* [What to produce] Transcribe the stretch of entries below from the line with "positive clicks: (136, 82) (137, 83)" through the line with "118L174 125L197 123L193", exactly and with both ends included; leave out all other lines.

* [Records supplied]
::::
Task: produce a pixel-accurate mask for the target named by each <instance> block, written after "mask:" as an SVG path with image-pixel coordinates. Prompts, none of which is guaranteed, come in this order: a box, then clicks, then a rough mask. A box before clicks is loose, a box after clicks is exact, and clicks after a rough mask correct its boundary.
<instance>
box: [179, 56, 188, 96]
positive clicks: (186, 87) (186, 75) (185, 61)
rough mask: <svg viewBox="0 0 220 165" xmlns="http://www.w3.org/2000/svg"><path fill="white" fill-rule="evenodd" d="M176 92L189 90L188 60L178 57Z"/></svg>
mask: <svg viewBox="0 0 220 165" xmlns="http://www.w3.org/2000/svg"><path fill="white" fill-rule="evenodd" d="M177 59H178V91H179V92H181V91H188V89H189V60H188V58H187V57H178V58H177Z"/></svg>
::::
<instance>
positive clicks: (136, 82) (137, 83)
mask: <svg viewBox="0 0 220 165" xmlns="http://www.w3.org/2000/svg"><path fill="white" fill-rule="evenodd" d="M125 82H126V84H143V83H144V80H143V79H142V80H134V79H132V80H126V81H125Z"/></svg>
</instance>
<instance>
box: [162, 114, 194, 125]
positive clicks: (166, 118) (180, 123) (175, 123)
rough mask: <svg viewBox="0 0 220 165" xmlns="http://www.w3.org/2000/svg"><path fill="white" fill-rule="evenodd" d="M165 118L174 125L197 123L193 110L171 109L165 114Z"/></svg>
::::
* [Written response]
positive clicks: (136, 82) (137, 83)
mask: <svg viewBox="0 0 220 165" xmlns="http://www.w3.org/2000/svg"><path fill="white" fill-rule="evenodd" d="M125 82H126V84H143V83H144V80H143V79H142V80H134V79H132V80H126V81H125Z"/></svg>
</instance>
<instance>
box: [162, 114, 194, 125]
positive clicks: (166, 118) (180, 123) (175, 123)
rough mask: <svg viewBox="0 0 220 165" xmlns="http://www.w3.org/2000/svg"><path fill="white" fill-rule="evenodd" d="M165 118L174 125L197 123L193 110L171 109L165 114Z"/></svg>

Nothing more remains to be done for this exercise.